GERMANY – German multinational corporation Bayer has announced a colossal 2.5-billion-euro (U.S$2.8-billion) write-down on the potentially carcinogenic herbicide glyphosate.
The announcement comes amid growing concerns and controversies surrounding the widely used weedkiller.
Bayer’s grim warning projected that the write-down would lead to a net loss of 2.0 billion euros for the second quarter, leading the company to lower its annual outlook.
The financial hit is a result of ongoing price declines and destocking, especially for glyphosate-based products, coupled with adverse weather conditions.
At the heart of the matter is the contentious herbicide glyphosate, which has faced intense scrutiny from environmental groups and health authorities alike.
The European Food Safety Authority (EFSA) recently asserted that it had not discovered any critical concerns preventing glyphosate’s reauthorization for use within the European Union.
However, environmentalists remain skeptical, citing scientific evidence suggesting that glyphosate may pose risks to human health, aquatic life, and vital pollinators such as bees. The International Agency for Research on Cancer had already classified the substance as a “probable” carcinogen, fueling further controversy.
A goodwill impairment, as explained by Bayer, is a reduction in the valuation of the company’s assets, directly impacting its current earnings. With the anticipated write-down, Bayer now expects a negative Group net income of approximately 2 billion euros for the second quarter of 2023.
Bayer’s financial challenges are not limited to the second quarter alone. The company anticipates a significant drop in second-quarter operating earnings, predicted to decline by 25% to 2.5 billion euros, while sales are projected to plummet by 14% to 12.8 billion euros.

[Saved data entries]
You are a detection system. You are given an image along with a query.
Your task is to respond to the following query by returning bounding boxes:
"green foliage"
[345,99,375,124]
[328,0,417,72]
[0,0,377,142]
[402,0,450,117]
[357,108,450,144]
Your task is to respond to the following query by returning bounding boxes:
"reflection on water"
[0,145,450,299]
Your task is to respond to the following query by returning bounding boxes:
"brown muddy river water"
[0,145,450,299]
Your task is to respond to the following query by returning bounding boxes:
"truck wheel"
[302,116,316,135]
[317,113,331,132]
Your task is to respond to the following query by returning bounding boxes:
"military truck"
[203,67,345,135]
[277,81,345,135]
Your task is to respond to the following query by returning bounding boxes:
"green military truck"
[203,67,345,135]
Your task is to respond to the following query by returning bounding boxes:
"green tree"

> **WHAT TO DO**
Continue the article about Bayer's glyphosate write-down, starting after its last sentence.

> **EXERCISE ANSWER**
Looking ahead, the once-promising sales growth forecast has dramatically changed course. Previously expected to achieve modest sales growth between 51 billion and 52 billion euros in 2023, Bayer now foresees sales declining to a range of 48.5 billion to 49.5 billion euros on a currency-adjusted basis.
This marks a considerable setback for the chemical giant, considering its sales of 50.7 billion euros in 2022.
Likewise, operating profits are facing a gloomy outlook. Bayer now projects operating profits between 11.3 billion and 11.8 billion euros for 2023, down from the previously forecasted 12.5 billion to 13.0 billion euros. This stark decrease follows the 13.5 billion euros in operating profits recorded by the company in the previous year.
The aftermath of this substantial write-down raises serious questions about the future of glyphosate and its implications for Bayer’s financial stability. With environmental concerns and regulatory pressures mounting, the company faces an uphill battle to regain investor confidence and secure a sustainable path forward.
Bayer is set to release its detailed results for the second quarter on August 8, where the world will be watching closely to see how the chemical giant plans to navigate this challenging chapter in its history.